Stated exercise
Reproduce, word for word, the lines of the listing below from the line containing "the black and tan puppy" through the end of the listing, inclusive.

##### Given entries #####

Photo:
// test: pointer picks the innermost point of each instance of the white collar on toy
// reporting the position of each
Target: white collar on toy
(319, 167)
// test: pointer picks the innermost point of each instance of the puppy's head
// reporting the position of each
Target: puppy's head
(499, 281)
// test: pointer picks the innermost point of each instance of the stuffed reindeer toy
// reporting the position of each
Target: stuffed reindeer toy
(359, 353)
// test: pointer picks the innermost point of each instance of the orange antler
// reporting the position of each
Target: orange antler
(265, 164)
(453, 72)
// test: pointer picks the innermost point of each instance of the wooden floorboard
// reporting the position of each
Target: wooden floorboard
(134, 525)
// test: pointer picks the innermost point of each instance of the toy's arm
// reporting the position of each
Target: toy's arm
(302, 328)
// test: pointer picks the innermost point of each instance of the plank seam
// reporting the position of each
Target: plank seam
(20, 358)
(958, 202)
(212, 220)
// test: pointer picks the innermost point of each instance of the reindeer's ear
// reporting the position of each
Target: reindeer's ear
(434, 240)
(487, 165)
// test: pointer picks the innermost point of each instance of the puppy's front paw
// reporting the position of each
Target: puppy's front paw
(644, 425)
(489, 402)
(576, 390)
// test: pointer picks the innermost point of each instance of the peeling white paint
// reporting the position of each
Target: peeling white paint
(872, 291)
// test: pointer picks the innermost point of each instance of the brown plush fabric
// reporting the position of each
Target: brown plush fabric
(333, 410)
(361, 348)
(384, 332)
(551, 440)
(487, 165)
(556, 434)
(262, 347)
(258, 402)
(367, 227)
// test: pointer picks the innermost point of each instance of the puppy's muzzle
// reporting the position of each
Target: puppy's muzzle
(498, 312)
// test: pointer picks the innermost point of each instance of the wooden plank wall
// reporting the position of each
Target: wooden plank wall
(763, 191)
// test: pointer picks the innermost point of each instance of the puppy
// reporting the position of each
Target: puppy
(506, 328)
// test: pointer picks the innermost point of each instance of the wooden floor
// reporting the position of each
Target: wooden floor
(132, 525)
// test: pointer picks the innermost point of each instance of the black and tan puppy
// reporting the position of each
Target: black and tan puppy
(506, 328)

#####

Correct answer
// test: pointer picks the innermost point of each instance of the black and tan puppy
// reporting the position of each
Target: black and tan puppy
(506, 328)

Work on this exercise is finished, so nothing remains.